■ SOURCE RECORDS ■
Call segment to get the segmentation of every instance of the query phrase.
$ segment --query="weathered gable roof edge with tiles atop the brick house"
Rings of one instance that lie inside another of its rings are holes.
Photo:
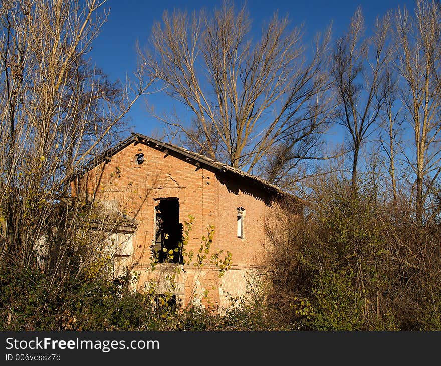
[[[110,158],[113,155],[115,155],[117,152],[121,151],[125,147],[129,146],[133,142],[135,142],[135,144],[136,143],[143,143],[145,145],[148,145],[150,147],[158,149],[158,150],[160,150],[164,153],[167,153],[167,154],[170,151],[172,151],[174,153],[174,155],[177,155],[178,157],[180,157],[184,161],[187,161],[188,163],[193,164],[196,167],[200,168],[202,165],[204,165],[205,167],[209,167],[214,170],[220,171],[221,173],[230,174],[230,175],[235,176],[237,178],[240,178],[242,180],[252,181],[255,184],[259,185],[260,187],[267,189],[267,190],[270,190],[276,194],[280,194],[280,195],[285,194],[285,192],[283,192],[280,189],[280,187],[272,185],[269,182],[267,182],[261,178],[258,178],[257,176],[245,173],[242,170],[235,169],[232,166],[223,164],[219,161],[215,161],[213,159],[210,159],[207,156],[189,151],[187,149],[184,149],[183,147],[178,147],[178,146],[173,145],[171,143],[158,141],[154,138],[144,136],[140,133],[134,133],[134,132],[132,132],[132,135],[130,137],[128,137],[127,139],[125,139],[124,141],[121,141],[116,146],[106,150],[101,155],[90,160],[88,163],[86,163],[86,165],[83,167],[81,172],[77,173],[76,175],[82,175],[85,172],[87,172],[88,170],[90,170],[93,167],[100,164],[101,162],[106,161],[106,160],[107,161],[110,160]]]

■ EXERCISE PROMPT ■
Repeat the material word for word from its opening line up to and including the line containing "Rings of one".

■ EXERCISE RESPONSE ■
Call segment to get the segmentation of every instance of the query phrase.
$ segment --query="weathered gable roof edge with tiles atop the brick house"
Rings of one instance that lie inside another of its rings are holes.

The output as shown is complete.